- **Instruction**
Write the next part of the essay about taking the Eurostar to London, picking up right after its final sentence.

- **Text section**
+===+
Thursday, June 29, 2023

Bill Bonner, "Urban Hell"

"Urban Hell"
Debt... defaults... dereliction... 
welcome to the new abnormal...
by Bill Bonner

London, England - "We took the Eurostar to London yesterday. How it brought back memories! Waking up before dawn…finding an early morning taxi…long lines at the train station…For 10 years, we lived in Paris but worked in London. Those were the days when employees were supposed to show up for work at the office. So, we usually took the train up to London on Tuesday morning and came back on Thursday evening. Not much has changed. Except, most of the people on the train yesterday were tourists, few were the business travelers we used to see. The new ‘laptop class’ doesn’t need to come to the office. It reacts to ‘data’…opinions…direction – on line, without even getting out of bed.
+===+
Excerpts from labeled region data
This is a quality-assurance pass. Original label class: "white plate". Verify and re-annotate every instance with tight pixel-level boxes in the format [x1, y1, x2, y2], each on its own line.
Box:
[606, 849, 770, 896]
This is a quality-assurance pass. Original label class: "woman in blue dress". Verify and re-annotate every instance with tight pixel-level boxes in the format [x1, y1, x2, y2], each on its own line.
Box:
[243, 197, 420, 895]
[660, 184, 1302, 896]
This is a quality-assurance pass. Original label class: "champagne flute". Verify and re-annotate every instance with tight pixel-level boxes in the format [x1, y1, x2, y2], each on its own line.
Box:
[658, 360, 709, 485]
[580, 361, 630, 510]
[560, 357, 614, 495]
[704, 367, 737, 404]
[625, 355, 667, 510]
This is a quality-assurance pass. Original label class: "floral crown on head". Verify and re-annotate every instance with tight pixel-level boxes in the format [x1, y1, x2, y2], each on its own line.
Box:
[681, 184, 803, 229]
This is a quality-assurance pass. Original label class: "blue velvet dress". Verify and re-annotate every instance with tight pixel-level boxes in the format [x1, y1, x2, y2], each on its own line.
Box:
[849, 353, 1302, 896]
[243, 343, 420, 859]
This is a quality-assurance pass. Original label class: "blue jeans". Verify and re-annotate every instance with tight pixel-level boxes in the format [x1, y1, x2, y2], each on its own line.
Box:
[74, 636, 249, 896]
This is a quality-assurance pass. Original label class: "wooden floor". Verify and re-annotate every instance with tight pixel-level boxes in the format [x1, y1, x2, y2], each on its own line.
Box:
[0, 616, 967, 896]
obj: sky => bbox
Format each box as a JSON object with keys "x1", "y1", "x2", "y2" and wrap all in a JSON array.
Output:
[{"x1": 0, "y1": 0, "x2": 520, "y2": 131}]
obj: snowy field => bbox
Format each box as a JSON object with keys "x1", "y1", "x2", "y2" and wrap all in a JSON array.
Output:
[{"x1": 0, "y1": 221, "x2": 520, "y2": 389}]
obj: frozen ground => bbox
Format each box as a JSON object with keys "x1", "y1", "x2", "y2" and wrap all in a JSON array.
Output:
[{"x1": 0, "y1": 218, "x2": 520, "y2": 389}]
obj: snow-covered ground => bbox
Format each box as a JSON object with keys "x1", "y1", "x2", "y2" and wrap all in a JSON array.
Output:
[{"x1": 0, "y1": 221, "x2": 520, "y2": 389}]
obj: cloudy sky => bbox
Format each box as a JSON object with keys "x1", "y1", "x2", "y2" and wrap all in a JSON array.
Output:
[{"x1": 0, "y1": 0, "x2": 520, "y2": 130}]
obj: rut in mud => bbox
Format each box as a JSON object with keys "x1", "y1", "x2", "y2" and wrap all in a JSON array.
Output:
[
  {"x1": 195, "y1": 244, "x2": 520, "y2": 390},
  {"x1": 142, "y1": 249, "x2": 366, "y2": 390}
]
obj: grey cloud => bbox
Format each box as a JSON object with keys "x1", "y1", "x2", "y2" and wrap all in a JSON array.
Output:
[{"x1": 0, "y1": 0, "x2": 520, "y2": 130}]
+===+
- **Output of the exercise**
It is all a bit puzzling. Leaving Paris in the early morning, the city seemed to be coming alive, just as it always did. It was hard to find a taxi…and young people flew by on their bicycles. The ‘eboueurs’ were noisily tossing garbage cans around. Groups of Arabs and Africans gathered around the Gare du Nord. Then, in London, too…it seemed normal. Normal people. Normal busy-ness. Normal crowds of tourists in the summer. Why do Paris and London seem so ‘normal?’ We noticed the same thing in Dublin. It is full of normal people, not just people on welfare or with gender ambiguity or mental problems.

“London is not normal at all,” said an English friend at dinner. “We English are mad about property. And for the first time in a generation, property prices in London are falling. We have all the same problems as US cities. They’re just not so visible…yet.”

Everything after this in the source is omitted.